__Set problem__. Reproduce the rows word for word, starting at the first line and ending with the line that contains "[[[0,52],[0,119],[190,112],[220,102],[210,67],[128,58],[88,46]]]", both included. Leave out the picture.

__Provided material__.
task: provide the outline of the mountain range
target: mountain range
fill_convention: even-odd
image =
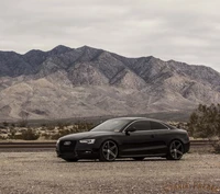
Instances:
[[[0,52],[0,119],[190,112],[220,102],[210,67],[128,58],[88,46]]]

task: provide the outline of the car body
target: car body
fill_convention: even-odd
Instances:
[[[57,157],[66,161],[117,158],[143,160],[145,157],[164,157],[179,160],[189,151],[186,130],[162,121],[144,117],[108,119],[90,132],[66,135],[57,140]]]

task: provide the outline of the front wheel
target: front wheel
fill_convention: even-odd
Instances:
[[[169,144],[168,152],[166,156],[167,160],[179,160],[184,155],[184,145],[180,140],[173,140]]]
[[[107,140],[101,145],[99,150],[100,161],[114,161],[118,156],[119,149],[114,141]]]

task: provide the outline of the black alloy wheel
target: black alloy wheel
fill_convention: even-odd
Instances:
[[[173,140],[169,145],[167,159],[179,160],[184,155],[184,145],[179,140]]]
[[[118,146],[112,140],[107,140],[100,148],[100,161],[114,161],[118,156]]]

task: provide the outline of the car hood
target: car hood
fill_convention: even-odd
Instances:
[[[89,139],[89,138],[96,138],[99,136],[111,136],[116,134],[114,132],[85,132],[85,133],[77,133],[77,134],[70,134],[66,135],[64,137],[61,137],[61,140],[79,140],[79,139]]]

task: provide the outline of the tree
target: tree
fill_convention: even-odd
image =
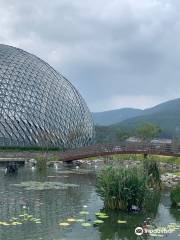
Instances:
[[[153,123],[144,123],[137,128],[137,136],[143,141],[150,141],[153,138],[157,138],[161,132],[161,128]]]

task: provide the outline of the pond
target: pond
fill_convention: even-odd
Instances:
[[[171,209],[169,192],[149,203],[146,213],[106,212],[96,194],[95,170],[90,167],[60,165],[41,173],[22,167],[16,176],[5,176],[2,167],[0,183],[1,240],[143,239],[135,228],[147,219],[155,228],[170,225],[173,231],[144,239],[180,236],[180,211]],[[96,213],[100,211],[108,218],[99,219]],[[94,224],[97,219],[102,223]]]

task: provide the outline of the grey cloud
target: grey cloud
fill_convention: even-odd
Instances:
[[[158,103],[180,96],[178,0],[0,0],[0,5],[0,41],[48,61],[91,110],[117,107],[109,105],[114,96],[147,96],[147,105],[150,97]]]

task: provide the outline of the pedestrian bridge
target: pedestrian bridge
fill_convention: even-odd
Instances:
[[[180,157],[180,144],[119,143],[97,144],[59,153],[62,161],[73,161],[89,157],[114,154],[144,154]]]

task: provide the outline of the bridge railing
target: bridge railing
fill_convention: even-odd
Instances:
[[[68,150],[60,153],[62,159],[85,158],[89,156],[101,156],[118,153],[149,153],[164,155],[179,155],[180,144],[163,144],[163,143],[147,143],[147,142],[120,142],[116,144],[97,144],[88,147],[82,147],[74,150]]]

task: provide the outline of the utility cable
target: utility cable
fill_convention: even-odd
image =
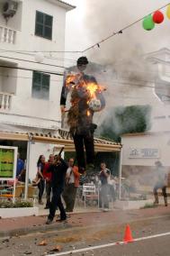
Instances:
[[[168,4],[166,4],[166,5],[163,5],[163,6],[161,6],[160,8],[158,8],[158,9],[157,9],[157,10],[151,12],[150,14],[148,14],[143,16],[142,18],[138,19],[136,22],[134,22],[134,23],[130,23],[129,25],[123,27],[122,29],[121,29],[121,30],[119,30],[119,31],[117,31],[117,32],[113,32],[111,35],[107,36],[106,38],[101,40],[100,41],[98,41],[98,42],[96,42],[96,43],[94,43],[94,44],[89,46],[88,48],[85,49],[84,50],[82,50],[82,53],[84,53],[84,52],[85,52],[85,51],[87,51],[87,50],[93,49],[93,48],[95,47],[95,46],[97,46],[98,48],[100,48],[100,44],[101,44],[101,43],[104,42],[105,41],[108,41],[109,39],[111,39],[112,37],[114,37],[114,36],[117,35],[117,34],[121,34],[121,33],[123,32],[123,31],[129,29],[129,28],[132,27],[133,25],[135,25],[136,23],[141,22],[146,16],[150,15],[150,14],[152,14],[153,13],[155,13],[155,12],[157,12],[157,11],[158,11],[158,10],[164,9],[164,8],[166,8],[166,7],[167,5],[170,5],[170,2],[169,2]]]

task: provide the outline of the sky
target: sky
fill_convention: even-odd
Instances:
[[[76,6],[67,14],[66,50],[84,50],[128,24],[170,3],[168,0],[67,0]],[[170,20],[147,32],[142,22],[84,53],[101,64],[147,53],[170,45]],[[79,54],[81,55],[81,54]],[[67,55],[68,58],[68,54]],[[69,54],[76,59],[78,54]]]

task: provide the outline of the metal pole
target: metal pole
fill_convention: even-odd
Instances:
[[[27,142],[27,160],[26,160],[26,174],[25,174],[25,195],[24,200],[27,200],[28,197],[28,186],[29,186],[29,168],[30,168],[30,151],[31,151],[31,136],[29,135],[29,141]]]
[[[122,161],[122,148],[120,151],[120,160],[119,160],[119,199],[121,199],[121,161]]]

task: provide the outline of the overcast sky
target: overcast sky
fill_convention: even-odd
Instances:
[[[137,21],[154,10],[168,4],[168,0],[67,0],[76,8],[67,14],[66,50],[84,50],[89,46]],[[139,22],[85,52],[98,62],[130,56],[134,49],[141,53],[157,50],[170,45],[170,20],[165,14],[163,23],[147,32]],[[85,55],[85,54],[84,54]],[[67,55],[76,59],[77,54]]]

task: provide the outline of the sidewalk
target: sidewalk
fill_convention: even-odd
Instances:
[[[88,228],[89,225],[99,226],[103,224],[127,224],[138,220],[151,219],[153,217],[170,216],[169,206],[167,207],[160,206],[155,208],[126,211],[113,209],[109,212],[101,212],[97,208],[95,209],[95,212],[88,208],[85,212],[78,212],[76,210],[76,213],[69,215],[67,223],[57,223],[54,220],[49,225],[45,224],[47,215],[0,219],[0,237],[18,236],[36,232],[42,233],[48,230],[64,230],[78,227]],[[48,210],[45,211],[47,215]],[[58,211],[57,212],[58,214]]]

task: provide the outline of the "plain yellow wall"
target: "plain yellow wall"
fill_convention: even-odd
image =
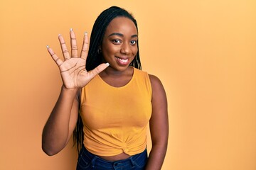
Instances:
[[[41,148],[61,79],[46,45],[60,56],[117,5],[139,23],[143,69],[158,76],[169,100],[164,170],[256,169],[256,1],[0,1],[0,169],[75,169],[72,142],[55,156]],[[149,144],[150,148],[150,143]]]

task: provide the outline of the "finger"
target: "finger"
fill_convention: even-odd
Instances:
[[[82,52],[81,52],[81,58],[86,60],[86,57],[88,55],[88,50],[89,50],[89,38],[88,38],[87,33],[85,32],[84,35]]]
[[[47,49],[48,49],[49,54],[50,55],[50,56],[52,57],[53,60],[55,61],[55,62],[57,64],[57,65],[58,67],[60,67],[63,63],[63,62],[59,57],[58,57],[58,56],[53,52],[53,49],[49,47],[49,46],[48,46],[48,45],[47,45]]]
[[[61,49],[62,49],[62,51],[63,51],[63,54],[65,60],[70,59],[70,55],[68,53],[68,48],[67,48],[67,45],[66,45],[66,44],[65,42],[64,38],[63,37],[63,35],[59,34],[58,39],[59,39],[59,41],[60,41],[60,46],[61,46]]]
[[[71,57],[78,57],[78,45],[76,42],[75,35],[72,28],[70,28],[70,44],[71,44]]]
[[[92,79],[95,77],[97,74],[102,72],[104,69],[105,69],[108,66],[110,65],[109,63],[103,63],[100,65],[98,65],[96,68],[92,69],[89,72],[90,74],[90,78]]]

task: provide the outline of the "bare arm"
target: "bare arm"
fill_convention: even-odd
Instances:
[[[169,120],[166,95],[162,84],[155,76],[149,75],[152,86],[152,115],[149,120],[152,148],[146,170],[161,169],[167,150]]]
[[[68,144],[78,116],[78,89],[63,86],[50,115],[43,130],[42,149],[48,155],[54,155]]]
[[[85,34],[80,57],[78,55],[78,46],[75,33],[70,30],[71,56],[68,51],[63,37],[58,39],[63,51],[64,61],[48,47],[48,50],[60,69],[63,86],[59,98],[43,128],[42,149],[48,155],[53,155],[63,149],[68,144],[75,128],[78,117],[78,92],[90,81],[109,64],[101,64],[92,71],[85,69],[85,61],[88,52],[88,37]]]

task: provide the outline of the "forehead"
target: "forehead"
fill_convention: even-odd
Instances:
[[[137,34],[136,26],[133,21],[126,17],[117,17],[108,25],[105,34],[112,33]]]

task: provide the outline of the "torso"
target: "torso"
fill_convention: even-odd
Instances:
[[[129,67],[129,69],[128,69],[126,72],[117,74],[115,75],[108,75],[107,73],[102,72],[100,74],[100,76],[109,85],[114,87],[121,87],[125,86],[129,83],[129,81],[132,78],[133,73],[133,68]],[[131,156],[123,152],[119,154],[111,157],[98,157],[107,161],[114,162],[128,159]]]

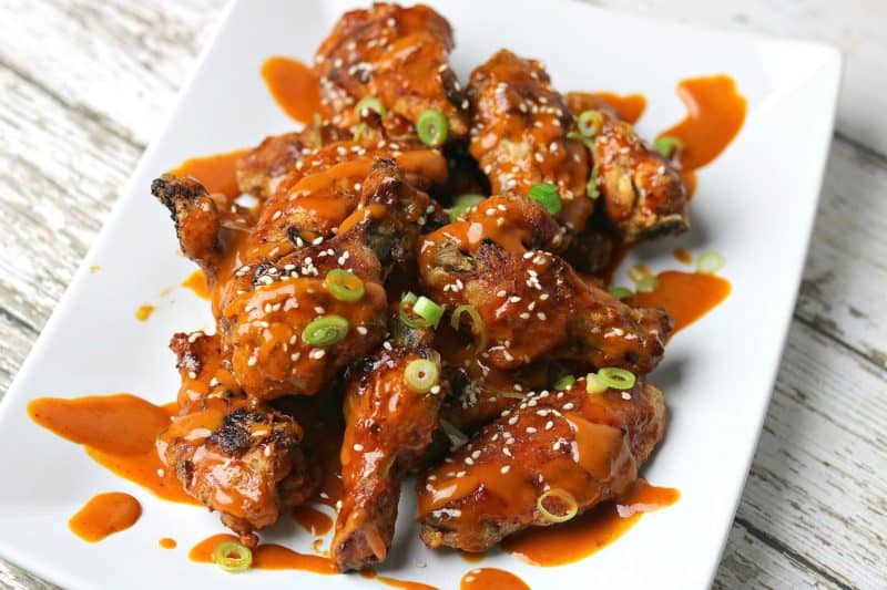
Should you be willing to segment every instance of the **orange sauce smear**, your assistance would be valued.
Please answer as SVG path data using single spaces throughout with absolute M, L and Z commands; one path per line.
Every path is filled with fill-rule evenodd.
M 687 114 L 659 136 L 671 135 L 684 143 L 681 169 L 692 195 L 696 186 L 693 170 L 716 158 L 736 137 L 748 105 L 736 82 L 725 74 L 682 80 L 677 95 Z
M 459 590 L 530 590 L 530 587 L 510 571 L 478 568 L 462 576 Z
M 320 112 L 320 81 L 308 65 L 292 58 L 268 58 L 262 64 L 262 77 L 290 118 L 308 124 Z
M 293 509 L 293 520 L 312 535 L 326 535 L 333 528 L 333 519 L 328 515 L 304 504 Z
M 139 309 L 135 310 L 135 319 L 140 322 L 146 322 L 155 309 L 157 308 L 154 306 L 139 306 Z
M 241 194 L 241 188 L 237 186 L 237 161 L 244 154 L 246 149 L 236 149 L 226 154 L 186 159 L 177 168 L 170 170 L 170 174 L 193 176 L 210 193 L 222 193 L 235 198 Z
M 672 335 L 717 307 L 731 291 L 726 279 L 702 272 L 666 270 L 656 278 L 656 288 L 646 293 L 635 293 L 632 304 L 664 308 L 674 318 Z
M 643 94 L 616 94 L 614 92 L 594 92 L 597 99 L 613 107 L 619 118 L 631 124 L 638 123 L 646 111 L 646 99 Z
M 385 586 L 390 586 L 391 588 L 399 588 L 400 590 L 439 590 L 438 587 L 436 586 L 429 586 L 422 582 L 412 582 L 409 580 L 399 580 L 397 578 L 388 578 L 387 576 L 379 576 L 373 568 L 361 569 L 360 576 L 363 578 L 370 578 L 373 580 L 379 581 Z
M 139 500 L 122 491 L 99 494 L 68 521 L 71 532 L 88 542 L 126 530 L 142 516 Z
M 676 489 L 655 487 L 641 480 L 619 503 L 600 504 L 561 525 L 524 530 L 506 538 L 502 548 L 534 566 L 572 563 L 619 539 L 644 513 L 671 506 L 679 497 Z M 621 517 L 619 506 L 633 514 Z
M 201 269 L 188 275 L 187 278 L 182 281 L 182 287 L 191 289 L 195 296 L 210 301 L 210 286 L 206 284 L 206 277 Z
M 214 563 L 213 550 L 222 541 L 237 541 L 233 535 L 213 535 L 191 549 L 187 557 L 198 563 Z M 299 553 L 282 545 L 266 544 L 253 549 L 253 569 L 295 569 L 314 573 L 338 573 L 336 566 L 326 557 Z
M 154 405 L 129 393 L 74 400 L 38 397 L 28 404 L 37 424 L 83 445 L 110 472 L 172 501 L 196 504 L 164 468 L 154 447 L 157 434 L 175 415 L 174 403 Z

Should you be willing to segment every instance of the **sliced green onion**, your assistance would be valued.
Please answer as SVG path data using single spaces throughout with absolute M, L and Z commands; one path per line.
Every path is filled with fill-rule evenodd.
M 422 296 L 412 304 L 412 313 L 428 322 L 428 325 L 437 328 L 443 315 L 443 307 Z
M 341 315 L 324 315 L 305 327 L 302 340 L 312 346 L 328 346 L 345 340 L 348 335 L 348 320 Z
M 422 111 L 416 121 L 416 133 L 425 145 L 437 147 L 447 141 L 447 117 L 434 108 Z
M 334 268 L 326 273 L 324 284 L 327 291 L 339 301 L 360 301 L 367 292 L 364 281 L 350 270 Z
M 558 215 L 563 207 L 558 197 L 558 186 L 551 183 L 539 183 L 530 187 L 530 198 L 538 200 L 546 208 L 549 215 Z
M 416 393 L 428 393 L 431 387 L 437 385 L 440 370 L 437 364 L 426 359 L 410 361 L 404 370 L 404 381 Z
M 603 115 L 598 111 L 582 111 L 575 120 L 575 128 L 583 137 L 594 137 L 602 127 Z
M 656 287 L 659 287 L 659 278 L 653 275 L 641 277 L 641 280 L 639 280 L 638 284 L 634 286 L 639 293 L 649 293 L 651 291 L 655 291 Z
M 456 308 L 452 311 L 452 317 L 450 318 L 450 325 L 458 332 L 462 313 L 468 313 L 468 317 L 471 318 L 471 322 L 475 324 L 475 332 L 478 334 L 477 350 L 487 350 L 487 324 L 483 323 L 483 319 L 480 317 L 480 313 L 478 313 L 478 310 L 475 309 L 473 306 L 459 306 Z
M 563 375 L 561 379 L 554 382 L 553 387 L 555 390 L 569 390 L 575 383 L 575 377 L 573 375 Z
M 253 565 L 253 551 L 237 541 L 222 541 L 213 549 L 213 561 L 228 573 L 239 573 Z
M 485 198 L 487 197 L 485 197 L 483 195 L 459 195 L 458 197 L 456 197 L 456 200 L 452 201 L 452 207 L 450 207 L 450 213 L 449 213 L 450 222 L 458 221 L 459 218 L 465 214 L 465 211 L 467 211 L 468 209 L 470 209 Z
M 663 135 L 662 137 L 656 137 L 656 141 L 653 142 L 653 147 L 665 158 L 672 159 L 675 152 L 684 148 L 684 142 L 671 135 Z
M 550 513 L 546 508 L 544 504 L 548 498 L 557 498 L 563 504 L 565 504 L 567 511 L 562 515 L 555 515 L 553 513 Z M 577 514 L 579 514 L 579 504 L 577 504 L 573 495 L 567 491 L 565 489 L 557 487 L 551 488 L 541 496 L 539 496 L 539 499 L 536 500 L 536 507 L 542 514 L 542 518 L 544 518 L 549 522 L 567 522 L 568 520 L 573 518 Z
M 364 111 L 369 108 L 370 111 L 376 111 L 380 117 L 385 116 L 385 105 L 381 104 L 381 101 L 378 100 L 376 96 L 364 96 L 354 107 L 354 112 L 357 115 L 357 118 L 364 118 Z
M 585 375 L 585 391 L 590 394 L 594 395 L 598 393 L 603 393 L 609 389 L 610 387 L 601 383 L 601 380 L 598 379 L 598 375 L 594 373 L 589 373 Z
M 631 371 L 625 371 L 618 366 L 604 366 L 598 371 L 598 381 L 614 390 L 630 390 L 634 386 L 638 377 Z
M 726 260 L 724 260 L 724 255 L 721 252 L 703 252 L 696 259 L 696 270 L 705 275 L 714 275 L 724 268 L 724 265 L 726 265 Z
M 633 294 L 631 289 L 626 287 L 611 287 L 609 291 L 610 294 L 616 299 L 625 299 L 626 297 L 631 297 Z

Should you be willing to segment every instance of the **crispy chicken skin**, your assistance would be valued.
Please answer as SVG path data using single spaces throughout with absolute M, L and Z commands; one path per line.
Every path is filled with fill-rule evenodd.
M 230 351 L 234 375 L 251 396 L 268 400 L 314 394 L 384 338 L 387 299 L 383 282 L 394 267 L 411 263 L 419 230 L 432 206 L 428 195 L 412 187 L 394 161 L 351 154 L 356 159 L 341 165 L 365 172 L 357 183 L 359 195 L 350 219 L 343 219 L 335 237 L 324 241 L 318 236 L 306 245 L 302 238 L 306 232 L 298 225 L 304 219 L 269 215 L 267 207 L 275 196 L 245 242 L 230 248 L 226 267 L 213 266 L 222 266 L 217 262 L 223 257 L 218 238 L 213 256 L 203 259 L 204 265 L 213 267 L 207 277 L 215 277 L 218 282 L 214 286 L 218 331 Z M 431 159 L 440 157 L 434 152 L 425 154 L 422 157 Z M 446 163 L 442 165 L 446 174 Z M 328 182 L 340 178 L 329 175 L 335 168 L 333 165 L 306 176 L 303 184 L 296 185 L 302 193 L 294 199 L 325 194 Z M 350 179 L 347 182 L 349 190 L 357 190 Z M 191 190 L 193 184 L 191 179 L 164 176 L 152 188 L 161 198 L 173 195 L 171 210 L 175 213 L 203 210 L 200 204 L 188 201 L 200 195 Z M 180 190 L 179 185 L 188 190 Z M 315 217 L 323 213 L 320 209 Z M 310 225 L 315 217 L 305 224 Z M 174 218 L 184 245 L 190 236 L 183 231 L 183 222 L 175 215 Z M 336 268 L 350 270 L 365 283 L 366 294 L 359 301 L 339 301 L 326 289 L 324 277 Z M 324 315 L 348 319 L 348 332 L 333 345 L 313 346 L 304 340 L 303 332 Z
M 412 361 L 427 359 L 440 365 L 440 355 L 430 345 L 432 333 L 398 324 L 395 315 L 395 337 L 358 364 L 345 394 L 343 504 L 330 549 L 343 571 L 385 560 L 404 476 L 438 427 L 446 384 L 417 393 L 404 379 Z
M 542 64 L 500 50 L 471 72 L 471 155 L 492 194 L 527 195 L 538 183 L 558 185 L 558 221 L 568 236 L 582 230 L 594 209 L 585 195 L 591 170 L 582 143 L 568 136 L 573 115 L 551 86 Z
M 626 490 L 662 438 L 664 398 L 641 381 L 598 395 L 585 386 L 582 377 L 565 392 L 530 394 L 420 478 L 422 541 L 485 551 L 512 532 L 551 525 L 537 507 L 548 490 L 569 493 L 580 513 Z M 544 507 L 567 511 L 553 496 Z
M 387 110 L 387 136 L 415 136 L 415 123 L 426 110 L 447 117 L 449 138 L 468 134 L 467 103 L 449 66 L 452 30 L 432 9 L 417 4 L 375 3 L 346 12 L 317 50 L 322 105 L 333 124 L 355 131 L 373 112 L 356 113 L 356 104 L 375 96 Z
M 310 125 L 300 132 L 272 135 L 237 161 L 237 186 L 241 192 L 264 199 L 306 156 L 319 146 L 350 138 L 333 125 Z
M 481 358 L 492 368 L 560 360 L 652 371 L 664 352 L 671 318 L 662 310 L 631 308 L 558 256 L 528 248 L 544 240 L 542 231 L 532 231 L 536 221 L 522 225 L 528 216 L 516 213 L 530 206 L 536 204 L 521 197 L 491 197 L 469 211 L 469 220 L 427 235 L 419 268 L 428 293 L 450 309 L 470 304 L 477 310 L 487 332 Z
M 567 104 L 577 115 L 585 110 L 601 113 L 603 124 L 591 142 L 591 156 L 603 216 L 622 245 L 685 231 L 686 187 L 671 163 L 599 99 L 571 92 Z
M 157 451 L 183 489 L 241 540 L 302 504 L 316 476 L 306 463 L 296 421 L 246 397 L 222 360 L 217 335 L 175 334 L 170 344 L 182 376 L 180 413 Z

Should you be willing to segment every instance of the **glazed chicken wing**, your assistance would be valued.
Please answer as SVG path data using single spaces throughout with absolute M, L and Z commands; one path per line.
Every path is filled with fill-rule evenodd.
M 471 73 L 471 155 L 492 194 L 527 195 L 538 183 L 558 186 L 558 221 L 568 236 L 582 231 L 594 209 L 587 192 L 589 156 L 571 138 L 573 116 L 542 64 L 507 50 Z
M 563 392 L 528 395 L 417 483 L 421 539 L 428 547 L 485 551 L 551 514 L 618 497 L 662 438 L 659 390 L 587 392 L 585 379 Z M 569 495 L 569 496 L 568 496 Z M 567 498 L 567 499 L 565 499 Z
M 687 195 L 671 163 L 641 139 L 600 99 L 578 92 L 567 95 L 573 114 L 595 111 L 600 131 L 591 139 L 594 178 L 603 216 L 619 241 L 639 241 L 687 229 Z
M 345 394 L 343 505 L 332 557 L 343 571 L 384 561 L 391 546 L 407 469 L 431 443 L 446 384 L 416 391 L 405 376 L 415 361 L 440 366 L 428 329 L 395 317 L 395 337 L 355 369 Z
M 171 348 L 182 376 L 180 414 L 157 439 L 161 459 L 185 493 L 254 546 L 256 530 L 313 491 L 302 428 L 241 392 L 217 335 L 175 334 Z
M 427 110 L 441 113 L 448 136 L 468 134 L 467 107 L 449 66 L 452 30 L 432 9 L 417 4 L 375 3 L 346 12 L 315 58 L 322 104 L 330 121 L 356 131 L 369 108 L 356 112 L 361 99 L 377 99 L 386 113 L 381 124 L 391 138 L 415 137 L 416 122 Z

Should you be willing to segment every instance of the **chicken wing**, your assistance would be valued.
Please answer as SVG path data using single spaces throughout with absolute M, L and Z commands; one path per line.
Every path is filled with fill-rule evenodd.
M 417 392 L 405 371 L 414 361 L 440 366 L 432 332 L 405 327 L 354 370 L 345 395 L 343 504 L 332 557 L 343 571 L 384 561 L 391 545 L 404 476 L 431 443 L 446 384 Z
M 385 108 L 381 124 L 391 138 L 416 136 L 416 121 L 427 110 L 440 112 L 449 138 L 468 134 L 468 103 L 449 66 L 452 30 L 432 9 L 417 4 L 375 3 L 346 12 L 317 50 L 320 103 L 333 124 L 356 131 L 375 111 L 355 111 L 365 97 Z
M 164 465 L 190 496 L 217 510 L 248 546 L 255 531 L 302 504 L 317 477 L 296 421 L 246 397 L 226 369 L 217 335 L 179 333 L 180 413 L 157 439 Z
M 568 391 L 528 395 L 420 478 L 422 541 L 485 551 L 512 532 L 551 525 L 540 499 L 561 515 L 571 496 L 581 513 L 628 489 L 662 438 L 663 396 L 640 381 L 598 395 L 585 387 L 582 377 Z
M 571 92 L 567 104 L 574 114 L 600 113 L 600 131 L 591 139 L 592 182 L 600 190 L 603 216 L 623 246 L 690 227 L 687 194 L 681 176 L 659 152 L 648 146 L 634 127 L 600 99 Z
M 568 237 L 582 231 L 594 209 L 589 156 L 570 137 L 573 116 L 542 64 L 500 50 L 471 72 L 468 96 L 470 152 L 492 194 L 526 196 L 532 185 L 552 183 L 562 203 L 558 221 Z

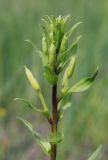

__Answer to the problem__.
task: provide the outline of the mountain range
target: mountain range
fill_convention: even-odd
image =
Instances:
[[[0,52],[0,119],[190,112],[220,102],[210,67],[128,58],[88,46]]]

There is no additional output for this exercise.